• [WHAT THE TASK ASKS]:
Can you reproduce, word for word, the part of the records below that opens with the line containing "Mark the distant" and closes with the final line of the records, both ends included?

• [DATASET ROWS]:

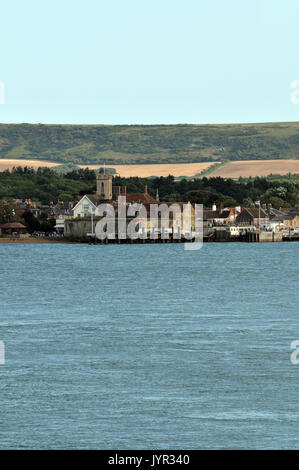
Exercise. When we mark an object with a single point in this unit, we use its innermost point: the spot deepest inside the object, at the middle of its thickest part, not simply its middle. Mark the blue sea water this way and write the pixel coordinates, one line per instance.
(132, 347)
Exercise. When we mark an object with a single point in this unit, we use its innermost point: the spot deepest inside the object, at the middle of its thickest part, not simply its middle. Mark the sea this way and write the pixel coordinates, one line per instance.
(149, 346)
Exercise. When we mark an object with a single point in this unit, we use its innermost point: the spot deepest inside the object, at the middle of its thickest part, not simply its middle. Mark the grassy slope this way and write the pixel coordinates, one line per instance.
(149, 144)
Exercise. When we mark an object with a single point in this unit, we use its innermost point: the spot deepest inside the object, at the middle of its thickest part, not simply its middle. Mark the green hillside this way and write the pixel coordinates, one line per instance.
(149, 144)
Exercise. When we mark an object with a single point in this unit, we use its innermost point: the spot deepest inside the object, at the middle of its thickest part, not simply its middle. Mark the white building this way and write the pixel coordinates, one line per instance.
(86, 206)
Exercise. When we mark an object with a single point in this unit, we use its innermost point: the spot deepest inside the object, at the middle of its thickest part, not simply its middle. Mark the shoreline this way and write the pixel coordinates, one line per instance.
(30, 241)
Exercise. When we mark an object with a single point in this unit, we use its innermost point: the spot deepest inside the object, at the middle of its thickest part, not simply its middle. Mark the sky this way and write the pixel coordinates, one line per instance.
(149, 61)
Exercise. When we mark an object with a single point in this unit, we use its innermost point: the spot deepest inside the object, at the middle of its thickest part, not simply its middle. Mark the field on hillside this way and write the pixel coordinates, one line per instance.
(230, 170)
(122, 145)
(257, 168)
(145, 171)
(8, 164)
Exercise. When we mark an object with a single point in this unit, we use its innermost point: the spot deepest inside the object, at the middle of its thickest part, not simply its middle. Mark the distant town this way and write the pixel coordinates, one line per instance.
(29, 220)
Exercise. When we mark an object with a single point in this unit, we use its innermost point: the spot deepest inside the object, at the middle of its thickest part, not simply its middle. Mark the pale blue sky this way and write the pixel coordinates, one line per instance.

• [RESULT OF THE EXERCISE]:
Exercise. When we mark an object with a single point in this unit, we use its innermost point: the spot deepest inside the object, at the middle of its thickest part, not simply its middle. Mark the distant town this way and write the pixel coordinates, one line per instance.
(29, 220)
Exercise. When we mark an object with a single point in this unit, we use its innermost point: the spot deepest inside the object, at the middle of its thickest part, not simply its middle. Mark the pale blue sky this way and write the pixel coordinates, one line per instance.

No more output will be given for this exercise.